>> Start Given data

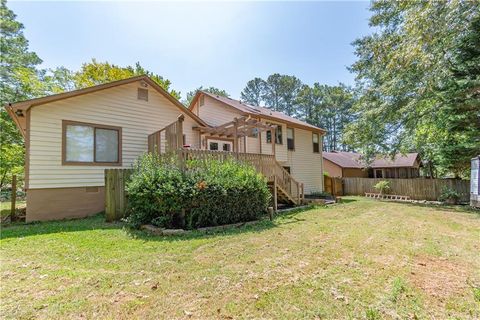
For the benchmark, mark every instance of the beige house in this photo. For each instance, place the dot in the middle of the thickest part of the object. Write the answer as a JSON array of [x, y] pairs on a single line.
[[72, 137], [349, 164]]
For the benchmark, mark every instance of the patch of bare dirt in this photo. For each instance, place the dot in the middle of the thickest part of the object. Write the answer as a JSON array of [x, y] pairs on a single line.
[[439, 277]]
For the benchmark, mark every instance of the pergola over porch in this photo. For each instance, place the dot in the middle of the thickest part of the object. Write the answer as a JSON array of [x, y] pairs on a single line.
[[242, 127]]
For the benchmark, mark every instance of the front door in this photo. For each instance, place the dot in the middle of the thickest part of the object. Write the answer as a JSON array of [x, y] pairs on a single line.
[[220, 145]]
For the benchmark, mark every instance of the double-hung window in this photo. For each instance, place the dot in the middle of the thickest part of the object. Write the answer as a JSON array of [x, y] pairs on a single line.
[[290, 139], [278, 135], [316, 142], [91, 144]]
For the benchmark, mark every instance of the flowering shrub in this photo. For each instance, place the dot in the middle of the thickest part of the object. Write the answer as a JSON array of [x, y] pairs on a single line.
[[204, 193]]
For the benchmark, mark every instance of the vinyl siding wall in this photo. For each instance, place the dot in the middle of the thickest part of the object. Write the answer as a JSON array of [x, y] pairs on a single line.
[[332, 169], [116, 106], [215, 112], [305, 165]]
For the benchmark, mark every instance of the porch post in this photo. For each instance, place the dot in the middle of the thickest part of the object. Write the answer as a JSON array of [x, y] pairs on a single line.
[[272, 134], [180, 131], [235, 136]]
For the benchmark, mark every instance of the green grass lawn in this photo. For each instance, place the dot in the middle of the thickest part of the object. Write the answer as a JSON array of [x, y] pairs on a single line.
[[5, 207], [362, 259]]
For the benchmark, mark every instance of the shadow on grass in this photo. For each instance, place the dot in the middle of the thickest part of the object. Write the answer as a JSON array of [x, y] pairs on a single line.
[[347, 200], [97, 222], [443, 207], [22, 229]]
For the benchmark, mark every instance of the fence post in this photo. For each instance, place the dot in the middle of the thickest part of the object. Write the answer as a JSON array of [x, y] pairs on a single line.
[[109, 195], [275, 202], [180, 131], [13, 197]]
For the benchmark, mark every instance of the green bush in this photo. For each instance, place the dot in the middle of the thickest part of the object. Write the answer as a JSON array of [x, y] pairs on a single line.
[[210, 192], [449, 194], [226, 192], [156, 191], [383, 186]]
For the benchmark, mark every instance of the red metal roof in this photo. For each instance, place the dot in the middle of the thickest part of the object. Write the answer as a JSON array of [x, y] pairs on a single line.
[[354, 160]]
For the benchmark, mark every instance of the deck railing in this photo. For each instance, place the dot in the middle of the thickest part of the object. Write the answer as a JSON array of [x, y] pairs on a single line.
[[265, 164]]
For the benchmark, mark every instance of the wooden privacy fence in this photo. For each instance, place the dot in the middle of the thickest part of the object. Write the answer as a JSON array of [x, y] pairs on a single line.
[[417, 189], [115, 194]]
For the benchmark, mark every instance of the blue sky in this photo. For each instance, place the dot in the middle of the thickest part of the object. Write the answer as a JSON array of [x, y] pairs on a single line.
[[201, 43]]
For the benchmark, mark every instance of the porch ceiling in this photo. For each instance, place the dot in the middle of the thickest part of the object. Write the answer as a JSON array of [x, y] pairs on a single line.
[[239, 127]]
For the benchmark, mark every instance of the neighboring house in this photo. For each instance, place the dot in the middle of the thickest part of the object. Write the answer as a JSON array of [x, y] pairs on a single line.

>> End Given data
>> Start Given data

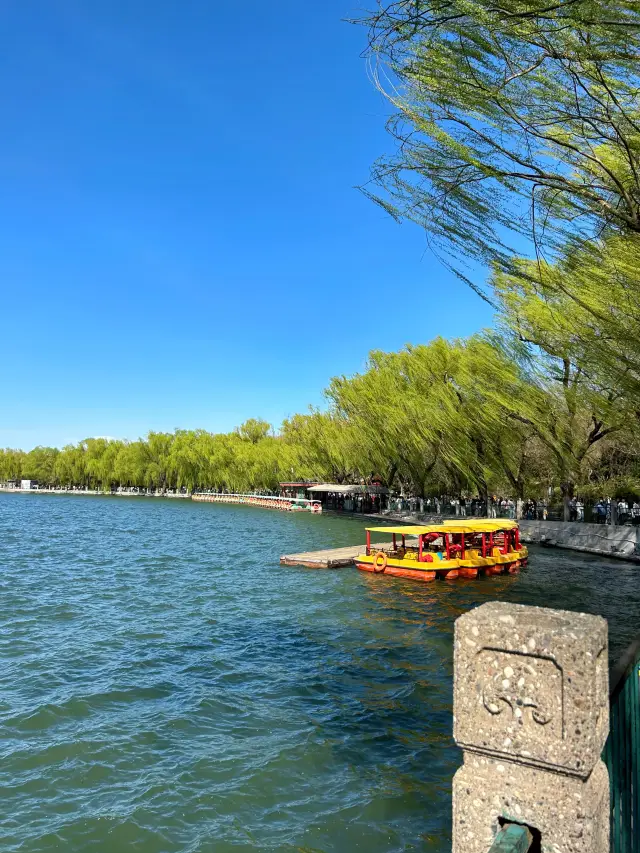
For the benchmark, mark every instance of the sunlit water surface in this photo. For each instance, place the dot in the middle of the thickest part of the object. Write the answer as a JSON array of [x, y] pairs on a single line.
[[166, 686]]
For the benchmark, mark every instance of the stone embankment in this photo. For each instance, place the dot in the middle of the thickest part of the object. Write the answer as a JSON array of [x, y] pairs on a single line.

>> End Given data
>> Start Given data

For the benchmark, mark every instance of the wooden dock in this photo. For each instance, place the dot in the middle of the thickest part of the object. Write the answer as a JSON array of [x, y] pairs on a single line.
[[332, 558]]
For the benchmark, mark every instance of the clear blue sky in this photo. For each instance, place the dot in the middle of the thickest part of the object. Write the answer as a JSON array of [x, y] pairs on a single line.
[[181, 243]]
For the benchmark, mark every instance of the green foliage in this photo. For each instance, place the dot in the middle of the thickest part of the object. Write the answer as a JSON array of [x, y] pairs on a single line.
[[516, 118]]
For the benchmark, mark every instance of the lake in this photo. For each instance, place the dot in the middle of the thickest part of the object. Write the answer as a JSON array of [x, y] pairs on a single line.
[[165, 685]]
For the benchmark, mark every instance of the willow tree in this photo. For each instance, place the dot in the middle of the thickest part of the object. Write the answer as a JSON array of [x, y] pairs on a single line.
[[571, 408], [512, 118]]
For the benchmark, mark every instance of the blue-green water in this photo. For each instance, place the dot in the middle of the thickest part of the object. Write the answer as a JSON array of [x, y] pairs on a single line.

>> End Given data

### Exercise description
Rewrite the stretch from the line containing "For the benchmark, mark every instance of the wooden dock" through the line containing "[[181, 243]]", swapping "dot" for "marker" and leaving everything else as it is.

### Correct output
For the benchmark, mark every instance of the wooden dock in this photo. For each instance, place the marker in the middle of the thickest part of the object. Write the answer as a JSON array of [x, y] pairs on a single line.
[[332, 558]]
For the benchmark, mark every instance of the clear blue sky in this photo. For each instance, place the marker in the middle of the thickest part of the object. Write the answer as a JSON array of [x, y] pairs on a single line.
[[181, 243]]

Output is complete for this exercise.